Re: BUG #17928: Standby fails to decode WAL on termination of primary

From: Michael Paquier <michael(at)paquier(dot)xyz>
To: Thomas Munro <thomas(dot)munro(at)gmail(dot)com>
Cc: Alexander Lakhin <exclusion(at)gmail(dot)com>, Sergei Kornilov <sk(at)zsrv(dot)org>, Noah Misch <noah(at)leadboat(dot)com>, Tom Lane <tgl(at)sss(dot)pgh(dot)pa(dot)us>, Kyotaro Horiguchi <horikyota(dot)ntt(at)gmail(dot)com>, pgsql-bugs(at)lists(dot)postgresql(dot)org, Fujii Masao <masao(dot)fujii(at)oss(dot)nttdata(dot)com>
Subject: Re: BUG #17928: Standby fails to decode WAL on termination of primary
Date: 2023-09-20 00:51:39
Message-ID: ZQpCG5QanJQXNVH-@paquier.xyz
Views: Raw Message | Whole Thread | Download mbox | Resend email
Thread:
Lists: pgsql-bugs

On Wed, Sep 20, 2023 at 10:51:12AM +1200, Thomas Munro wrote:
> Ahh, yeah, there was a second problem screwing up the LSN accounting.

◆ Short problem 1 ◆
In the mailing-list message about the standby WAL decoding bug, whose earlier message is quoted at the end?
◆ Short problem 2 ◆
Reproduce the part of the WAL decoding bug message starting with "From: Michael Paquier" and going on through "the LSN accounting.".
◆ Short problem 3 ◆
Pick up the WAL decoding bug message where it stops and carry it on from there.

◆ Data excerpt ◆

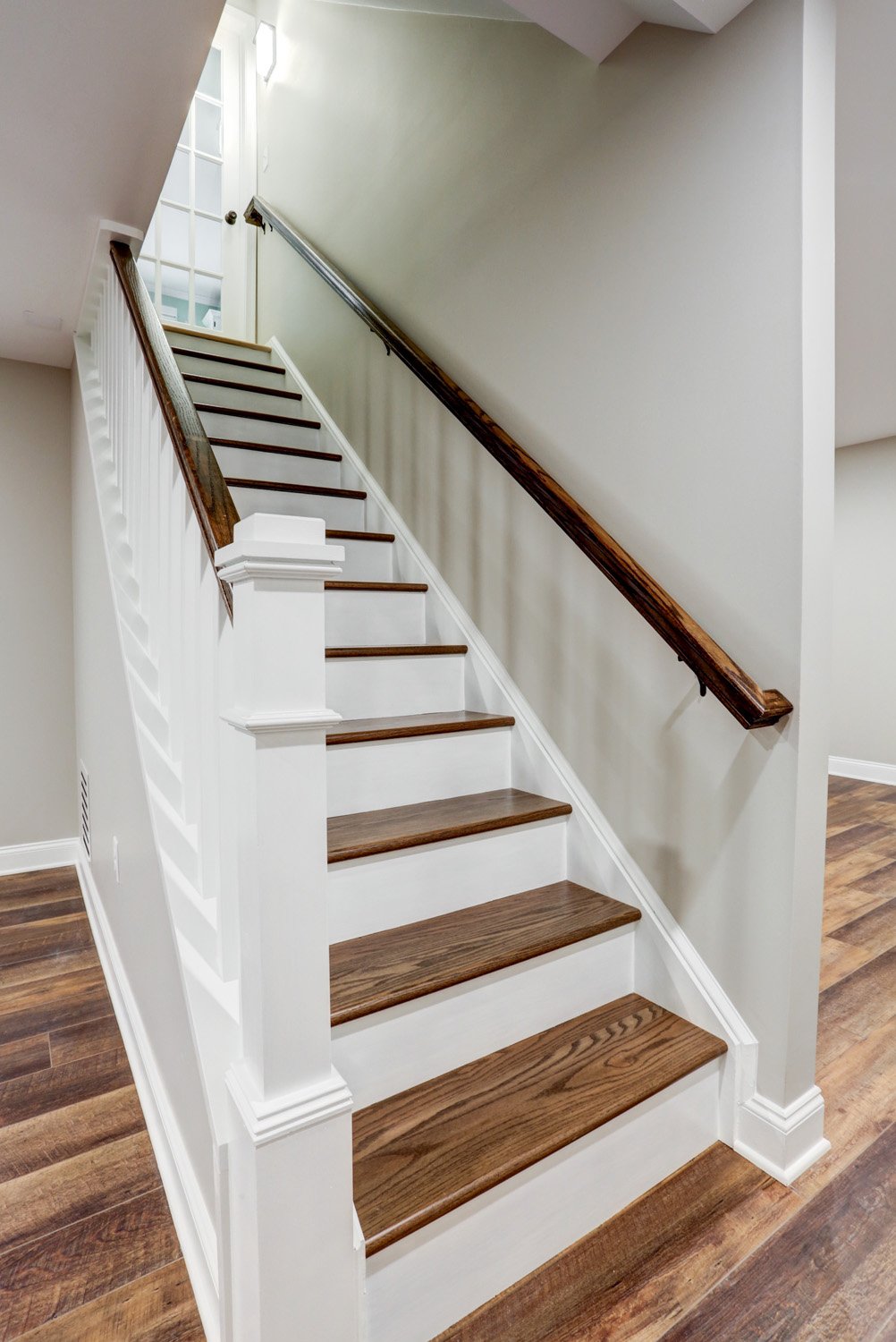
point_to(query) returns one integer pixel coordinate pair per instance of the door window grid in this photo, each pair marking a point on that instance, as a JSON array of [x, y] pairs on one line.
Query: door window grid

◆ Output 1 ◆
Thomas Munro

◆ Output 2 ◆
From: Michael Paquier <michael(at)paquier(dot)xyz>
To: Thomas Munro <thomas(dot)munro(at)gmail(dot)com>
Cc: Alexander Lakhin <exclusion(at)gmail(dot)com>, Sergei Kornilov <sk(at)zsrv(dot)org>, Noah Misch <noah(at)leadboat(dot)com>, Tom Lane <tgl(at)sss(dot)pgh(dot)pa(dot)us>, Kyotaro Horiguchi <horikyota(dot)ntt(at)gmail(dot)com>, pgsql-bugs(at)lists(dot)postgresql(dot)org, Fujii Masao <masao(dot)fujii(at)oss(dot)nttdata(dot)com>
Subject: Re: BUG #17928: Standby fails to decode WAL on termination of primary
Date: 2023-09-20 00:51:39
Message-ID: ZQpCG5QanJQXNVH-@paquier.xyz
Views: Raw Message | Whole Thread | Download mbox | Resend email
Thread:
Lists: pgsql-bugs

On Wed, Sep 20, 2023 at 10:51:12AM +1200, Thomas Munro wrote:
> Ahh, yeah, there was a second problem screwing up the LSN accounting.

◆ Output 3 ◆
> I was trying to write correct xl_prev links, but also emitting
> optional padding records to get into the right position (depending on
> initial conditions varying between branches etc), and I forgot about
> the extra COMMIT records that emit_message() generates. Which, I
> guess, comes back to Michael's observation that this would all be a
> bit easier if we had a way to emit and flush a single record...

Unfortunately this part is not going to be backpatched based on the
current consensus, so this is goint to need an alternate and/or fluffy
solution to force the flushes at given points:
https://www.postgresql.org/message-id/20230816003333.7hn2rx5m2l7una3d@awork3.anarazel.de

The test could be largely simplified on HEAD once the flush option is
available. I'm just waiting a bit more on the other thread, keeping
an eye on the temperature, but it looks like nobody would complain to
make that optional, with the default being what we did previously, at
least..

> The solution in this version is to call get_insert_len() instead of
> using the result of emit_message() for the values returned by the
> advance_XXX() functions. The result of emit_message() is actually the
> LSN of the following COMMIT record so can't be used directly for
> building xl_prev chains.

And by doing so the test paths would enter once again in the inner
loops generating the records so as we'll only get out once we know
that we are at the border wanted, enough to stabilize the tests.
Smart.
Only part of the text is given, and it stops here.